Listen, you idiots—learn good sense!
You blockheads—shape up!”
        As UCC pastor Kirk Moore describes her;
   She speaks the truth and hates deception
   Her advice is wholesome and good
   She gives instruction
   She lives with good judgment
   She attains knowledge and discretion
   She has good advice
   She has insight
   She has strength
   She loves those who seek her
She walks the way of righteousness and along the paths of justice.
         Because we tend to be so bound by those male pictures of God that we grew up with in church, Lady Wisdom is frequently an unacknowledged image of divinity.  However, we forget about her at our peril because when we fail to acknowledge her, our perspective of who God is becomes severely limited. 
         As your pastor, I believe that part of my role here is to deepen and broaden and generally enrich your understanding of the divine – and to challenge you not to limit your perspective of who God is because of archaic church language and images you grew up with.  Some of you may have noticed that I try very hard not to refer to God as male – or for that matter as female.  To put one consistent gender - either gender – male or female - on God diminishes the Holy One.  And so, until I feel that you appreciate my referring to God as mother (and I am not sure that some of you would), I will not refer to God exclusively as father either.

▸ **Available data**:
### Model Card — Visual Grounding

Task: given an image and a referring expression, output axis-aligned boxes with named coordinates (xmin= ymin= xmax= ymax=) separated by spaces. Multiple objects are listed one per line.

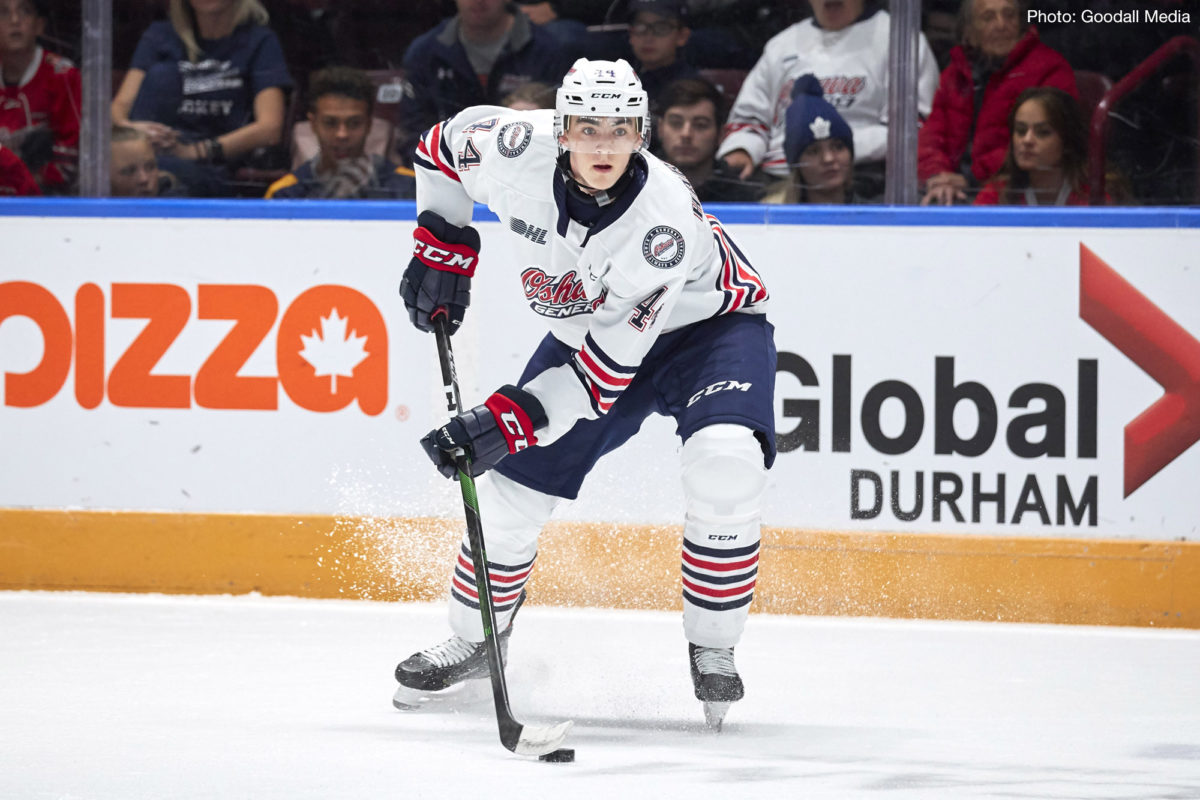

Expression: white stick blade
xmin=512 ymin=720 xmax=575 ymax=756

▸ **Request A**:
Answer these questions from the sermon on Lady Wisdom:
(i) Who does the sermon credit with the description of Lady Wisdom?
(ii) Whom does Lady Wisdom love?
(iii) What does the speaker say putting one consistent gender on God does to the Holy One?
▸ **Request B**: Carry on the sermon on Lady Wisdom, starting right after its final sentence.

▸ **Result A**:
(i) UCC pastor Kirk Moore
(ii) Those who seek her
(iii) It diminishes the Holy One.

▸ **Result B**:
         Oh, do not get me wrong!  There is still life and spirit and truth in all that male imagery – to be sure.  However, without a complementary affirmation of the sacred feminine, it is a closed off life, a boxed in spirit, and a partial truth. 
         That being said, even as your pastor, I am not asking you to give up your masculine mental pictures of who God is.  I know that it is hard to change what has been ingrained since childhood.  However, I do encourage you to, as Sara McClaslin urges, “re-imagine God beyond gender categories; it remains a personal and internal exercise to read between the lines as we encounter the stale language of patriarchy in parts of our tradition.”
         And I would challenge you to embrace Lady Wisdom – she who was there with God since the very beginning of time, her presence adding a dimension to the Holy One that is so enriching.  Why embrace her?  Because she who stands at the crossroads of life itself – beckoning to us, bringing us into relationship with the divine in new and startling ways, is the one grabbing us by the wrists, pulling us onto the dance floor, urging us to dance, to dance with her, to dance with God.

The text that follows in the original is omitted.